__WORK TO DO__. Rewrite the listing from the line with "Locate the distant hill" through the line with "[237,135,314,208]", keeping its text lines unchanged and shifting every bounding-box coordinate up by 16. Leave the pictures out.

__RECORDED INFORMATION__.
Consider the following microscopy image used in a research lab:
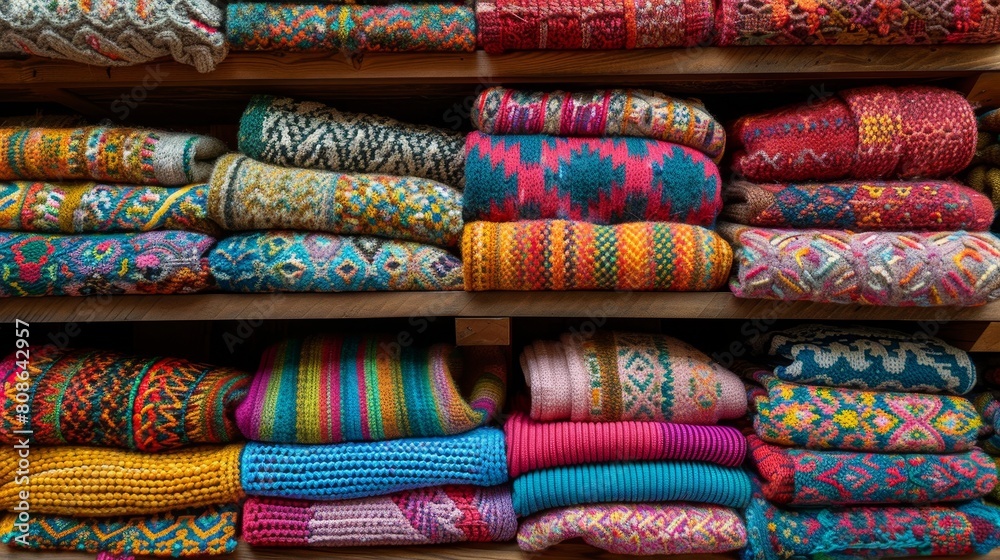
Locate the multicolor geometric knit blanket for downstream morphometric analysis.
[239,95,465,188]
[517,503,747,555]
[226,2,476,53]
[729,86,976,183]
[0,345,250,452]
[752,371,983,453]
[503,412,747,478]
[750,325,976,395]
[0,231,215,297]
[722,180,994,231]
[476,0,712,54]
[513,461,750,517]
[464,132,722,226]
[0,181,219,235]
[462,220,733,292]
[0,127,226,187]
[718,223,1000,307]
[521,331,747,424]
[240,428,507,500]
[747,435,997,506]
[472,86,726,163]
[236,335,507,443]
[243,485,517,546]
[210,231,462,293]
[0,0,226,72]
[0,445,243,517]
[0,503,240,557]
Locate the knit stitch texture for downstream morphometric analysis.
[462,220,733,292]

==

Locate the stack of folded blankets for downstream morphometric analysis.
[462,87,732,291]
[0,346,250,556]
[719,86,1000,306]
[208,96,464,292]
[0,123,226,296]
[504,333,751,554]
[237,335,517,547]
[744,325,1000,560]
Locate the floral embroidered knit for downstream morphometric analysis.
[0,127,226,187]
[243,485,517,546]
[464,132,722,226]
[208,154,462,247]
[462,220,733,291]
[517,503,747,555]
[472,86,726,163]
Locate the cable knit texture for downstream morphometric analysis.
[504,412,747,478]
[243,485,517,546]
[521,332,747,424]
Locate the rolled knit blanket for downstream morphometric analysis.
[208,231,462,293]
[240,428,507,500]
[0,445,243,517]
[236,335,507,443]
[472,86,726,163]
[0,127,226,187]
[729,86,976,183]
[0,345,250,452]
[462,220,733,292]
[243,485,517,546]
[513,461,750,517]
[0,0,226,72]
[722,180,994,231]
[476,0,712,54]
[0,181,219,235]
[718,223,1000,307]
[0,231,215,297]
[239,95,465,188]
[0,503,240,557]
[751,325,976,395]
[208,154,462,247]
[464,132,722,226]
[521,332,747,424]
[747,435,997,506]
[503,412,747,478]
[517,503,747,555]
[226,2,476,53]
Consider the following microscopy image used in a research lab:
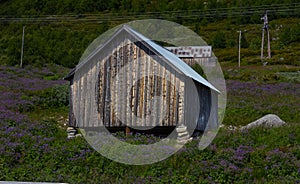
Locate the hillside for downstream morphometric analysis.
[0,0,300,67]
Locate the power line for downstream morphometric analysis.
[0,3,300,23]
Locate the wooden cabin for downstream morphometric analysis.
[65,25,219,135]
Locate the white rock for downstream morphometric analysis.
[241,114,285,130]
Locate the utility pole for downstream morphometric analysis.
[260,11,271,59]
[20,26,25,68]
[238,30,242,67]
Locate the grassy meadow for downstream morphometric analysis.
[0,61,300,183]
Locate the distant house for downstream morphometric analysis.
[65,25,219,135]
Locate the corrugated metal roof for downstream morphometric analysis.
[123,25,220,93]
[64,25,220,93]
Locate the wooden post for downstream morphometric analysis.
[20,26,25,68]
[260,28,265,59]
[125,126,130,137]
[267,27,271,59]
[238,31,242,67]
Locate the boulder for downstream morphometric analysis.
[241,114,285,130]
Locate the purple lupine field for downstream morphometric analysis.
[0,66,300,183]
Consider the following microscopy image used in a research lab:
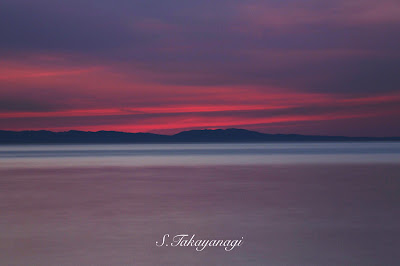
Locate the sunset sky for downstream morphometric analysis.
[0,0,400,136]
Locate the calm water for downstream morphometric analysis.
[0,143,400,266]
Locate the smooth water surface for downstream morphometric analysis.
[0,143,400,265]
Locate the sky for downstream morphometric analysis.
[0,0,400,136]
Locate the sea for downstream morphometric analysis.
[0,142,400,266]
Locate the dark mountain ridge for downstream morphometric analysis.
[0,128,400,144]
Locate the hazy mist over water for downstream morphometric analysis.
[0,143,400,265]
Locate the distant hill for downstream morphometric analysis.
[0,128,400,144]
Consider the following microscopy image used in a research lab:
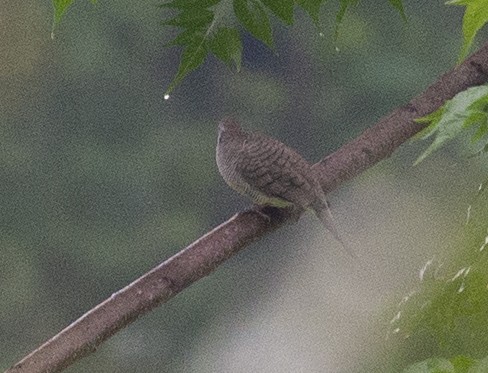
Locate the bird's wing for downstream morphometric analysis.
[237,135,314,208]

__WRITTEN RESPONSE__.
Locate the distant hill for downstream morphometric analysis.
[16,144,416,160]
Consider the following microscopy image used in a research lab:
Locate the bird's wing for downstream morphometric analysis.
[253,151,330,224]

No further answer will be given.